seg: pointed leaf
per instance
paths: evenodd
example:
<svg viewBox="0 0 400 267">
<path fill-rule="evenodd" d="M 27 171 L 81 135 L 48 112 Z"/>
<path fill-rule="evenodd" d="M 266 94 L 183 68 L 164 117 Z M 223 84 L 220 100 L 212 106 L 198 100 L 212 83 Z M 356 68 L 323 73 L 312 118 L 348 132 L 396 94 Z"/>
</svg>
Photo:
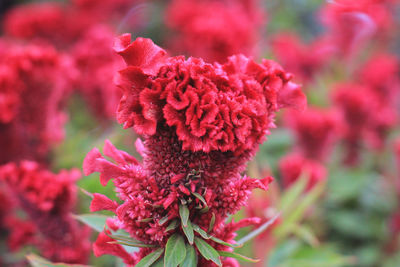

----

**ZIEL**:
Schreib alle Einträge oben Zeile für Zeile unverändert ab. Die Bilder lässt du dabei weg.

**LÖSUNG**:
seg: pointed leaf
per instance
paths: evenodd
example:
<svg viewBox="0 0 400 267">
<path fill-rule="evenodd" d="M 27 171 L 81 135 L 48 112 Z"/>
<path fill-rule="evenodd" d="M 266 94 L 183 68 L 164 117 Z M 223 84 L 220 100 L 212 106 L 198 100 L 212 83 Z M 356 68 L 323 73 L 312 118 L 348 132 L 396 94 Z"/>
</svg>
Photo:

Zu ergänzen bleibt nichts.